Stored data:
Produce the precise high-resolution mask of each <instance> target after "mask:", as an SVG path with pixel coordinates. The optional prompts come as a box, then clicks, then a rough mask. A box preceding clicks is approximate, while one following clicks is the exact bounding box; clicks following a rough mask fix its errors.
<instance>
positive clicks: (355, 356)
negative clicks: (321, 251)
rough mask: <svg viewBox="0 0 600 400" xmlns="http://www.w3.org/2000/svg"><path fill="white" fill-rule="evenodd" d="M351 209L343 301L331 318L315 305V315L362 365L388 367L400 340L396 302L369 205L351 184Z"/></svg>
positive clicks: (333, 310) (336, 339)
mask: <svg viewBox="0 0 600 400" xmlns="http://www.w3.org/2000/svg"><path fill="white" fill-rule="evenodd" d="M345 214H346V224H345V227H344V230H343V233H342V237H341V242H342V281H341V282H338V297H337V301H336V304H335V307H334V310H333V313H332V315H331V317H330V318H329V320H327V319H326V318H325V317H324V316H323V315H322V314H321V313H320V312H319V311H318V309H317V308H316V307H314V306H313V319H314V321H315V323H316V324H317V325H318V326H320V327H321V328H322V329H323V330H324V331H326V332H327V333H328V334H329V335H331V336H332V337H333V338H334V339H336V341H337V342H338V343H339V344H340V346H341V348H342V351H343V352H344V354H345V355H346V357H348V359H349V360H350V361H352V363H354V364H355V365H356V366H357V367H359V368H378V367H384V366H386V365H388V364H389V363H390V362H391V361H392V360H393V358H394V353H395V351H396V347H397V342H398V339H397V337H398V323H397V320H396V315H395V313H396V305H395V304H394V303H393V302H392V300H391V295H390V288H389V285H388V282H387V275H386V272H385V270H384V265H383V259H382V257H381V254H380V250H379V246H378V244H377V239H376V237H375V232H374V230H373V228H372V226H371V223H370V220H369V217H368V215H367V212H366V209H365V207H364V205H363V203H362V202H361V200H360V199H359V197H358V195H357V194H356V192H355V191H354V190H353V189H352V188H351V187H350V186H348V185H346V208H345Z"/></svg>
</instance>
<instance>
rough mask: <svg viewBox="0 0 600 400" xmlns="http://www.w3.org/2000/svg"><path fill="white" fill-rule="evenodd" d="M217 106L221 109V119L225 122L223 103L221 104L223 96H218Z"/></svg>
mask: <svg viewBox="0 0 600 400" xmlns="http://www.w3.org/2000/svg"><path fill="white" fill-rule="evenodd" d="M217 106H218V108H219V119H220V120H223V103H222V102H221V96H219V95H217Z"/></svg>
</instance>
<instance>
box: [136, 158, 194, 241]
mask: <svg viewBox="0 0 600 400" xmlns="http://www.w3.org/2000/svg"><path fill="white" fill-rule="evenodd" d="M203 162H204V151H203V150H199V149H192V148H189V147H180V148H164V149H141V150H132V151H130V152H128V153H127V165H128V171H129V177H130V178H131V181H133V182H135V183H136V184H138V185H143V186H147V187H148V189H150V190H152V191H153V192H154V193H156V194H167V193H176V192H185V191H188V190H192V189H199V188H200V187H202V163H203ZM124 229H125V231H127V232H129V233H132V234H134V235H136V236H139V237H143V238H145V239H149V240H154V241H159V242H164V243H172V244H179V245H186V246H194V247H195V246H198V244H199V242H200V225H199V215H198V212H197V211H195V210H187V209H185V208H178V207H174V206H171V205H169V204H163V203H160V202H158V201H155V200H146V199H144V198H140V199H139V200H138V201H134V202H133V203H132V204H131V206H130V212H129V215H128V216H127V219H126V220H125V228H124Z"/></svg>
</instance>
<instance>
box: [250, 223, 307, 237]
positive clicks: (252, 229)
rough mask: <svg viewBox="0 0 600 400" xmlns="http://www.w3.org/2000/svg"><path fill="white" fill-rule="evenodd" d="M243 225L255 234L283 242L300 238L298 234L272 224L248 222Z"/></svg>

Problem to work on:
In full and word for word, set down the records shown above.

Task answer:
Produce the precise high-resolution mask of each <instance> target after "mask:", as an SVG path with pixel coordinates. The optional prompts come as a box, then clicks, then a rough mask. A box preceding clicks is approximate, while one following clicks is the exact bounding box; clicks following a rough mask fix its errors.
<instance>
positive clicks: (355, 356)
negative clicks: (321, 251)
rough mask: <svg viewBox="0 0 600 400" xmlns="http://www.w3.org/2000/svg"><path fill="white" fill-rule="evenodd" d="M351 209L343 301L331 318L315 305V315L362 365L388 367L400 340L396 302L369 205L351 184Z"/></svg>
positive clicks: (333, 310) (336, 339)
mask: <svg viewBox="0 0 600 400" xmlns="http://www.w3.org/2000/svg"><path fill="white" fill-rule="evenodd" d="M345 214H346V224H345V227H344V230H343V233H342V237H341V242H342V281H341V282H338V297H337V301H336V304H335V307H334V310H333V313H332V315H331V317H330V318H329V320H327V319H326V318H325V317H324V316H323V315H322V314H321V313H320V312H319V311H318V309H317V308H316V307H314V306H313V319H314V321H315V323H316V324H317V325H318V326H320V327H321V328H322V329H323V330H324V331H326V332H327V333H328V334H329V335H331V336H332V337H333V338H334V339H336V341H337V342H338V343H339V344H340V346H341V348H342V351H343V352H344V354H345V355H346V357H348V359H349V360H350V361H352V363H354V364H355V365H356V366H357V367H359V368H378V367H384V366H386V365H388V364H389V363H390V362H391V361H392V360H393V358H394V353H395V351H396V347H397V342H398V339H397V337H398V323H397V320H396V315H395V313H396V305H395V304H394V303H393V302H392V300H391V295H390V288H389V285H388V282H387V275H386V272H385V270H384V265H383V259H382V257H381V254H380V250H379V246H378V244H377V239H376V237H375V232H374V230H373V228H372V226H371V223H370V220H369V217H368V215H367V212H366V209H365V207H364V205H363V203H362V202H361V200H360V199H359V197H358V195H357V194H356V192H355V191H354V190H353V189H352V188H351V187H350V186H348V185H346V208H345Z"/></svg>
</instance>
<instance>
rough mask: <svg viewBox="0 0 600 400" xmlns="http://www.w3.org/2000/svg"><path fill="white" fill-rule="evenodd" d="M217 106L221 109V119L225 122L223 103L221 104L223 96H218Z"/></svg>
mask: <svg viewBox="0 0 600 400" xmlns="http://www.w3.org/2000/svg"><path fill="white" fill-rule="evenodd" d="M217 106H218V108H219V119H220V120H223V103H222V102H221V96H219V95H217Z"/></svg>
</instance>
<instance>
box: [136, 158, 194, 241]
mask: <svg viewBox="0 0 600 400" xmlns="http://www.w3.org/2000/svg"><path fill="white" fill-rule="evenodd" d="M203 162H204V151H203V150H199V149H192V148H189V147H180V148H164V149H141V150H132V151H130V152H128V153H127V165H128V171H129V177H130V178H131V181H133V182H135V183H136V184H138V185H143V186H147V187H148V189H150V190H152V191H153V192H154V193H156V194H167V193H176V192H185V191H188V190H192V189H199V188H200V187H202V163H203ZM124 229H125V231H127V232H129V233H132V234H134V235H136V236H139V237H143V238H145V239H149V240H154V241H159V242H164V243H172V244H179V245H186V246H194V247H195V246H198V244H199V242H200V225H199V215H198V212H197V211H195V210H187V209H185V208H178V207H174V206H171V205H169V204H163V203H160V202H158V201H155V200H146V199H144V198H140V199H139V200H138V201H134V202H133V203H132V204H131V206H130V212H129V215H128V216H127V219H126V220H125V228H124Z"/></svg>
</instance>
<instance>
box: [250, 223, 307, 237]
positive clicks: (252, 229)
rough mask: <svg viewBox="0 0 600 400" xmlns="http://www.w3.org/2000/svg"><path fill="white" fill-rule="evenodd" d="M243 225L255 234L283 242L300 238L298 234L272 224L248 222Z"/></svg>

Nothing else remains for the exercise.